**Exercise input**:
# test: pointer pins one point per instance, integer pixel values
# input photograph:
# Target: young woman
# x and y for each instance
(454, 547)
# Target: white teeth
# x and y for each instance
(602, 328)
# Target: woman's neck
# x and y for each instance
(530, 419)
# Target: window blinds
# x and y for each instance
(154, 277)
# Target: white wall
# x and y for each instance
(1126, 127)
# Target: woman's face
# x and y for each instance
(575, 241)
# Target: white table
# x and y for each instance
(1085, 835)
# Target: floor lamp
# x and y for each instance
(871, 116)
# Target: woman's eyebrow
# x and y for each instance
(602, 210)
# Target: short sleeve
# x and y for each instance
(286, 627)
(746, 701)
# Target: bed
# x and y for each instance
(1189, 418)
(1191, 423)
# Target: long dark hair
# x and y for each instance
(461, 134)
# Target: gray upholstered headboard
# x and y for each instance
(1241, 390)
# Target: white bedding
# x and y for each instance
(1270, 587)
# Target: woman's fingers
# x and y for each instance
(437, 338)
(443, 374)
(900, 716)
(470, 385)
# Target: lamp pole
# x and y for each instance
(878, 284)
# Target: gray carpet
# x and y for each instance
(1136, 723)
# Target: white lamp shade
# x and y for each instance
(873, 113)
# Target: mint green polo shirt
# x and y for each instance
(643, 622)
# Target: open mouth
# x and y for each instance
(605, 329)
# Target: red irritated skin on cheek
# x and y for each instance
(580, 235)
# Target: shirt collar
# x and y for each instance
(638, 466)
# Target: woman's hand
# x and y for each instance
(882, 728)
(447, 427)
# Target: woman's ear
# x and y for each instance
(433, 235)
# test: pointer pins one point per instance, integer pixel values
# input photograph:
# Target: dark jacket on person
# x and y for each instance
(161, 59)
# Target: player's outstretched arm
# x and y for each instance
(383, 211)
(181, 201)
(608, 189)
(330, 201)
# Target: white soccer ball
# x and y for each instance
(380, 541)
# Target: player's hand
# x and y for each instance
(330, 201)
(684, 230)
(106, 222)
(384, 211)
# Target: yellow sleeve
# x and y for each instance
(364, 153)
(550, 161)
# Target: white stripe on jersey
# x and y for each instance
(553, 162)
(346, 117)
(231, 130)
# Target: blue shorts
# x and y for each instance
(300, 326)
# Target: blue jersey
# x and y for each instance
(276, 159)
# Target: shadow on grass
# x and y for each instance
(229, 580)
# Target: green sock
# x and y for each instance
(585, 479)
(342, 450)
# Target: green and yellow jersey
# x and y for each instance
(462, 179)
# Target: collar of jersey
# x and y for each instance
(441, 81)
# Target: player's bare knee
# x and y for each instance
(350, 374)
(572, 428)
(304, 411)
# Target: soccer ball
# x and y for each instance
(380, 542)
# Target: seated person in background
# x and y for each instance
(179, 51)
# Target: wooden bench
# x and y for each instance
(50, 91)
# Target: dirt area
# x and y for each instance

**Problem**: If a line in the records includes the string "woman", copy it.

**Solution below**:
# Target: young woman
# Target: woman's neck
# Target: woman's face
# Target: woman's eyebrow
# Target: woman's fingers
# Target: woman's hand
# Target: woman's ear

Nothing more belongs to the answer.